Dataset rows
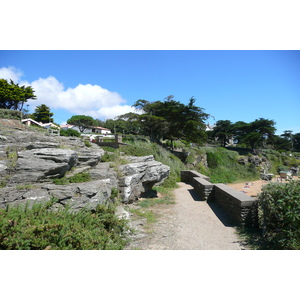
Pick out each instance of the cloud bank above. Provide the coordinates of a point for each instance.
(91, 100)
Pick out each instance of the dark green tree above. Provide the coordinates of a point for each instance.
(261, 132)
(172, 120)
(42, 114)
(296, 142)
(223, 131)
(13, 96)
(81, 121)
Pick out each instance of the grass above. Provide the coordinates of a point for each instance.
(38, 227)
(145, 211)
(78, 178)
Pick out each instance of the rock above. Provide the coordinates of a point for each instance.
(140, 177)
(89, 157)
(40, 145)
(40, 164)
(78, 195)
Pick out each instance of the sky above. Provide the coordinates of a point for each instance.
(235, 85)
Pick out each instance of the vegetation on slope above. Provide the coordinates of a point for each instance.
(40, 227)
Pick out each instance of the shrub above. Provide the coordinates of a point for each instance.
(38, 227)
(224, 167)
(69, 132)
(81, 177)
(10, 114)
(279, 207)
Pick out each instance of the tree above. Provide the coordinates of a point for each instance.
(81, 121)
(171, 120)
(223, 131)
(42, 114)
(13, 96)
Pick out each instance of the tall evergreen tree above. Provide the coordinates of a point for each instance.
(13, 96)
(42, 114)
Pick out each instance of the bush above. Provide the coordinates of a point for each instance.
(224, 167)
(69, 132)
(38, 227)
(279, 207)
(81, 177)
(10, 114)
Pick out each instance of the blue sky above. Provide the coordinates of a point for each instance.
(229, 85)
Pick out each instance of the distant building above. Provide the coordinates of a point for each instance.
(96, 130)
(209, 127)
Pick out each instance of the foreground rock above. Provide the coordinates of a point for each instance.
(29, 162)
(141, 176)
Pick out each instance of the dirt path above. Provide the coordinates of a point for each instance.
(189, 224)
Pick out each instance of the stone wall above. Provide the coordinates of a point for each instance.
(241, 208)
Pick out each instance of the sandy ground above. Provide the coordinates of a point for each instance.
(189, 224)
(252, 188)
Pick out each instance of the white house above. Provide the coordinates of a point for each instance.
(96, 130)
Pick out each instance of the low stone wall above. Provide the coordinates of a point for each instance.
(188, 175)
(203, 188)
(241, 208)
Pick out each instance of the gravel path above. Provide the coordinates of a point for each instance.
(189, 224)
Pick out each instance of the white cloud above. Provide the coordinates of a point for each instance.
(91, 100)
(11, 73)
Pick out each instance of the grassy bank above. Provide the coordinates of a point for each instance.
(38, 227)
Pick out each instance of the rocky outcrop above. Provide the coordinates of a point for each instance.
(77, 195)
(30, 161)
(40, 164)
(140, 176)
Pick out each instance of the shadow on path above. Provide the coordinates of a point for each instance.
(218, 211)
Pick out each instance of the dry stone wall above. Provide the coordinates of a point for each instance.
(241, 208)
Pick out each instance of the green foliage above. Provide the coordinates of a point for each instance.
(38, 227)
(166, 198)
(160, 154)
(81, 121)
(87, 143)
(13, 96)
(81, 177)
(224, 167)
(42, 114)
(280, 215)
(10, 114)
(144, 213)
(171, 120)
(69, 132)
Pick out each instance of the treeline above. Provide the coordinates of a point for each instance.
(257, 134)
(167, 120)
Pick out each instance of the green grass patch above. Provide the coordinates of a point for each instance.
(78, 178)
(37, 227)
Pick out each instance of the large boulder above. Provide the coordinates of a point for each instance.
(77, 195)
(139, 177)
(89, 157)
(42, 164)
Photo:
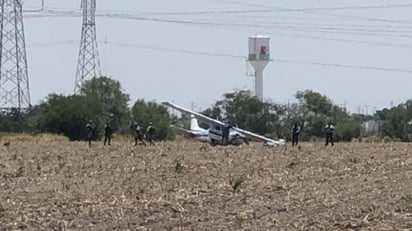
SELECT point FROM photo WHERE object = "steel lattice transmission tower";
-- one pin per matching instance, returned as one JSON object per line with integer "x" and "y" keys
{"x": 88, "y": 65}
{"x": 14, "y": 80}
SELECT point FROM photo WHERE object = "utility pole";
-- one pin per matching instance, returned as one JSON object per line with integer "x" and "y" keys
{"x": 14, "y": 80}
{"x": 88, "y": 65}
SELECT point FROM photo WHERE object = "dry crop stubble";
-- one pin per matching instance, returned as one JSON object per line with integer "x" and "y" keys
{"x": 67, "y": 186}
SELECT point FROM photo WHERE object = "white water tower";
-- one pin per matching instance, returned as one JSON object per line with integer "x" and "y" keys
{"x": 259, "y": 57}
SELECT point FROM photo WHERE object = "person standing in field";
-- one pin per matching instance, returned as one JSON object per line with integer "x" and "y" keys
{"x": 108, "y": 132}
{"x": 295, "y": 134}
{"x": 137, "y": 133}
{"x": 89, "y": 129}
{"x": 225, "y": 133}
{"x": 150, "y": 133}
{"x": 329, "y": 129}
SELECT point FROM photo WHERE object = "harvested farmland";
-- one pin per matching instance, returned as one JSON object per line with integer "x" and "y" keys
{"x": 191, "y": 186}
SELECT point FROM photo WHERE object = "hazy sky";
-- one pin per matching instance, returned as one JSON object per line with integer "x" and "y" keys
{"x": 168, "y": 50}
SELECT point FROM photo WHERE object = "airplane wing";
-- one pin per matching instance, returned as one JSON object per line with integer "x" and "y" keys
{"x": 180, "y": 129}
{"x": 248, "y": 134}
{"x": 267, "y": 141}
{"x": 190, "y": 112}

- _WRITTEN PROBLEM_
Omit the images and transcribe all of the records above word for word.

- _WRITTEN ANSWER_
Pick out each instance of the cloud bank above. Provide the coordinates of a point for each instance.
(91, 100)
Pick out each instance of the dark green tree above. Provide the coordinates of a point for each instance.
(261, 132)
(172, 120)
(42, 114)
(296, 142)
(223, 131)
(13, 96)
(81, 121)
Pick out each instance of the grass above. Provide the coordinates of a point for each instance.
(38, 227)
(145, 211)
(78, 178)
Pick out each instance of the rock above. Provide the coordinates of a point for each instance.
(140, 177)
(89, 157)
(40, 145)
(40, 164)
(78, 195)
Pick out each instance of the sky above. Provide the coordinates of a point for each instance.
(235, 85)
Pick out each instance of the vegetation on slope above. Provide the coordinates of a point for each instance.
(40, 227)
Pick out each instance of the shrub above. Provide the coordinates of a point for each instance.
(38, 227)
(224, 167)
(69, 132)
(81, 177)
(10, 114)
(279, 207)
Pick out each instance of the tree above. Provide the coordinates of a point for each instance.
(81, 121)
(171, 120)
(223, 131)
(42, 114)
(13, 96)
Pick out each instance of the tall evergreen tree above. Provide the coordinates of a point for each instance.
(13, 96)
(42, 114)
Pick out each instance of the bush above. Provide the coordinates of a point for each instance.
(224, 167)
(69, 132)
(38, 227)
(279, 207)
(81, 177)
(10, 114)
Pick out each instance of the blue sky above. Provide the coordinates of a point for each instance.
(229, 85)
Pick out each instance of the distant building above. Provide the coordinates of a point for each instance.
(96, 130)
(209, 127)
Pick out each instance of the foreground rock above. Provide the coordinates of a point for each instance.
(29, 162)
(141, 176)
Pick out each instance of the dirt path above. Provide the coordinates of a point for each instance.
(189, 224)
Pick out each instance of the stone wall above. Provide the coordinates of a point for each instance.
(241, 208)
Pick out each instance of the sandy ground above. Provide the coordinates of a point for each instance.
(189, 224)
(252, 188)
Pick out each instance of the white house above. Provide the coordinates of a point for each instance.
(96, 130)
Pick out each instance of the low stone wall above. Provide the coordinates of a point for each instance.
(188, 175)
(203, 188)
(241, 208)
Pick out each instance of the gravel path above. Provide the coordinates of a point for each instance.
(189, 224)
Pick out each instance of the white cloud above. Provide the coordinates of a point for each instance.
(91, 100)
(11, 73)
Pick out each instance of the grassy bank above. Provide the coordinates of a point for each instance.
(38, 227)
Pick out each instance of the rocky outcrop above. Provide the coordinates of a point for each instance.
(77, 195)
(30, 161)
(40, 164)
(140, 176)
Pick out each instance of the shadow on path above. Provide the coordinates of a point for each instance.
(218, 211)
Pick out each instance of the dry stone wall above. Provide the coordinates of a point for each instance.
(241, 208)
Pick out each instance of the green foliage above. Provide the coordinates of a point for each instance.
(38, 227)
(166, 198)
(160, 154)
(81, 121)
(87, 143)
(13, 96)
(81, 177)
(224, 167)
(42, 114)
(280, 215)
(10, 114)
(144, 213)
(171, 120)
(69, 132)
Pick out each instance of the treeline above. Provide the coordinates of a point for each instance.
(257, 134)
(167, 120)
Pick out each instance of the green grass patch above. Provide the coordinates of a point for each instance.
(78, 178)
(37, 227)
Pick out each instance of the large boulder above. Provide the coordinates of a point for each instance.
(77, 195)
(139, 177)
(89, 157)
(42, 164)
Photo:
SELECT point FROM photo WHERE object = "steel lattice transmission tower";
-- one pin per matching instance, returned as one JSON object per line with integer "x" and "y" keys
{"x": 88, "y": 65}
{"x": 14, "y": 80}
SELECT point FROM photo WHERE object = "utility pole";
-- one pin per matching instance, returned as one JSON object per line with integer "x" and "y" keys
{"x": 14, "y": 80}
{"x": 88, "y": 65}
SELECT point FROM photo WHERE object = "dry crop stubble";
-- one pin per matching instance, returned as one JSON object per line with integer "x" and "y" keys
{"x": 67, "y": 186}
SELECT point FROM photo WHERE object = "white water tower";
-- one pin per matching instance, returned as one JSON object per line with integer "x" and "y" keys
{"x": 259, "y": 57}
SELECT point FROM photo WHERE object = "person standing in field";
-- one pin per matching instance, returned as one JSON object per line with integer "x" and "y" keys
{"x": 108, "y": 132}
{"x": 295, "y": 134}
{"x": 137, "y": 133}
{"x": 89, "y": 129}
{"x": 225, "y": 133}
{"x": 150, "y": 133}
{"x": 329, "y": 129}
SELECT point FROM photo WHERE object = "harvested farmland";
-- one pin per matching instance, returned as one JSON object per line with integer "x" and "y" keys
{"x": 191, "y": 186}
SELECT point FROM photo WHERE object = "hazy sky";
-- one pin per matching instance, returned as one JSON object per line with integer "x" and "y" keys
{"x": 168, "y": 50}
SELECT point FROM photo WHERE object = "airplane wing";
-- one pin per matching instance, returned as one JSON object per line with integer "x" and "y" keys
{"x": 180, "y": 129}
{"x": 248, "y": 134}
{"x": 267, "y": 141}
{"x": 190, "y": 112}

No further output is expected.